[GIVEN TASK] Output every record below exactly as it appears.

Boundary labeling items
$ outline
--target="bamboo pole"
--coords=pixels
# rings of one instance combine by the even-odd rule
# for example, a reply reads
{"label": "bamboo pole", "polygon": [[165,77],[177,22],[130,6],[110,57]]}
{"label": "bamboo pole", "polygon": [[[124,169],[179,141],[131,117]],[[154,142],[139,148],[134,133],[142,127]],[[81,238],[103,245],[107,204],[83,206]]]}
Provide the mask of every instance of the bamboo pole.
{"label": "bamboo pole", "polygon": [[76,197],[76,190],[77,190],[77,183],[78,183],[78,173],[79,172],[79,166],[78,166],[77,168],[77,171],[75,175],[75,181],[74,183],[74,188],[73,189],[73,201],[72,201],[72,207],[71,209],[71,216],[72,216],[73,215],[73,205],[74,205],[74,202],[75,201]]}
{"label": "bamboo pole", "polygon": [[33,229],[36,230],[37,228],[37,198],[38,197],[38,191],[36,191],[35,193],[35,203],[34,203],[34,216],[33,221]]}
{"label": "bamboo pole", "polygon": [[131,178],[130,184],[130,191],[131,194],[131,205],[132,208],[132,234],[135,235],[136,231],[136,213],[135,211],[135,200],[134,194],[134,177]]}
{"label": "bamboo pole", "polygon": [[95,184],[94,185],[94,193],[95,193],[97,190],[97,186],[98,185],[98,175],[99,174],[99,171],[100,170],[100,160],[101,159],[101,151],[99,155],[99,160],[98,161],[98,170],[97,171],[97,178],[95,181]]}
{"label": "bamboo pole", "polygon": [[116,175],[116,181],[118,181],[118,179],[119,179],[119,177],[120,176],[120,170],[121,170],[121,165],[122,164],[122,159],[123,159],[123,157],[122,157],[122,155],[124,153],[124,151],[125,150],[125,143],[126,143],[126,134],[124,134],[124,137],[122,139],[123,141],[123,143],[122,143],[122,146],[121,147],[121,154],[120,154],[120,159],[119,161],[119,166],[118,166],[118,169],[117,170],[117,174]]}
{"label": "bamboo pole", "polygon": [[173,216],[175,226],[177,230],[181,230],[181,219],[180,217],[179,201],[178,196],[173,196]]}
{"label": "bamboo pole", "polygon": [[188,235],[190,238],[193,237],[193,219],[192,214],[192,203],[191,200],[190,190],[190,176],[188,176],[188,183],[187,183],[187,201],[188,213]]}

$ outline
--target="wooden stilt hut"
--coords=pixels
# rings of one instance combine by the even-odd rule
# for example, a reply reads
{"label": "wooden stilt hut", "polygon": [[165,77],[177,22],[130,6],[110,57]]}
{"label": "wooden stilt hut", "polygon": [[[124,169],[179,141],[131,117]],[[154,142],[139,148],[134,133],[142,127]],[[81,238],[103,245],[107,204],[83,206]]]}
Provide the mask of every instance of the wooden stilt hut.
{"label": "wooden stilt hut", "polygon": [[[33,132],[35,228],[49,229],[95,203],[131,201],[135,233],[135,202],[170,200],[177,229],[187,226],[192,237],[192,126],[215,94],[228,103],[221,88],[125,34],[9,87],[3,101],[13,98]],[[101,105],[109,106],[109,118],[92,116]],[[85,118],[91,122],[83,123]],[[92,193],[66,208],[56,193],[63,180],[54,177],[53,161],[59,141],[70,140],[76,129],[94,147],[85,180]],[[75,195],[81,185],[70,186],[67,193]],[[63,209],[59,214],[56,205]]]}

[REPLY]
$ outline
--target="bamboo pole"
--coords=pixels
# rings of one instance combine by the even-odd rule
# for example, a reply reads
{"label": "bamboo pole", "polygon": [[165,77],[177,22],[130,6],[110,57]]}
{"label": "bamboo pole", "polygon": [[[124,169],[179,141],[131,117]],[[154,142],[139,148],[134,133],[142,127]],[[81,238],[103,245],[107,204],[83,206]]]}
Provide the mask of every instance of the bamboo pole.
{"label": "bamboo pole", "polygon": [[76,197],[76,190],[77,190],[77,183],[78,183],[78,173],[79,172],[79,166],[78,166],[77,168],[77,171],[75,175],[75,181],[74,183],[74,188],[73,189],[73,201],[72,201],[72,207],[71,209],[71,216],[72,216],[73,215],[73,205],[74,205],[74,202],[75,201]]}
{"label": "bamboo pole", "polygon": [[33,229],[36,230],[37,228],[37,198],[38,197],[38,191],[36,191],[35,193],[35,203],[34,203],[34,216],[33,221]]}
{"label": "bamboo pole", "polygon": [[131,178],[130,184],[130,191],[131,194],[131,205],[132,208],[132,234],[135,235],[136,231],[136,213],[135,211],[135,200],[134,194],[134,177]]}
{"label": "bamboo pole", "polygon": [[95,184],[94,185],[94,193],[95,193],[97,190],[97,186],[98,185],[98,175],[99,174],[99,171],[100,170],[100,160],[101,159],[101,151],[99,155],[99,160],[98,161],[98,170],[97,171],[97,178],[95,181]]}
{"label": "bamboo pole", "polygon": [[116,175],[116,181],[118,181],[118,179],[119,179],[119,177],[120,176],[120,170],[121,170],[121,165],[122,164],[122,159],[123,159],[123,157],[122,157],[122,155],[124,153],[124,151],[125,150],[125,143],[126,143],[126,134],[124,134],[124,137],[122,139],[123,141],[123,143],[122,143],[122,146],[121,147],[121,154],[120,154],[120,159],[119,161],[119,166],[118,166],[118,169],[117,170],[117,174]]}
{"label": "bamboo pole", "polygon": [[173,216],[175,226],[177,230],[181,230],[181,219],[180,217],[179,201],[178,196],[173,196]]}
{"label": "bamboo pole", "polygon": [[188,235],[190,238],[193,237],[193,219],[192,214],[192,203],[191,200],[190,190],[190,176],[188,176],[188,183],[187,183],[187,201],[188,213]]}

$ outline
--target="wooden stilt hut"
--coords=pixels
# rings of one instance combine by the even-odd rule
# for example, a reply reads
{"label": "wooden stilt hut", "polygon": [[165,77],[177,22],[130,6],[110,57]]}
{"label": "wooden stilt hut", "polygon": [[[124,169],[179,141],[131,117]],[[154,142],[139,148],[134,133],[142,127]],[[81,238],[103,245],[107,204],[83,206]]]}
Provide the mask of every instance of the wooden stilt hut.
{"label": "wooden stilt hut", "polygon": [[[33,132],[35,228],[49,229],[95,203],[131,201],[135,233],[135,202],[170,200],[177,229],[187,226],[192,237],[192,126],[215,94],[228,103],[221,88],[125,34],[9,87],[3,101],[13,98]],[[101,105],[109,106],[109,118],[92,116]],[[85,118],[91,122],[83,123]],[[92,193],[66,208],[56,193],[63,180],[54,177],[53,161],[59,141],[70,140],[76,129],[94,147],[85,180]],[[75,195],[81,185],[70,186],[67,193]],[[63,209],[59,214],[56,205]]]}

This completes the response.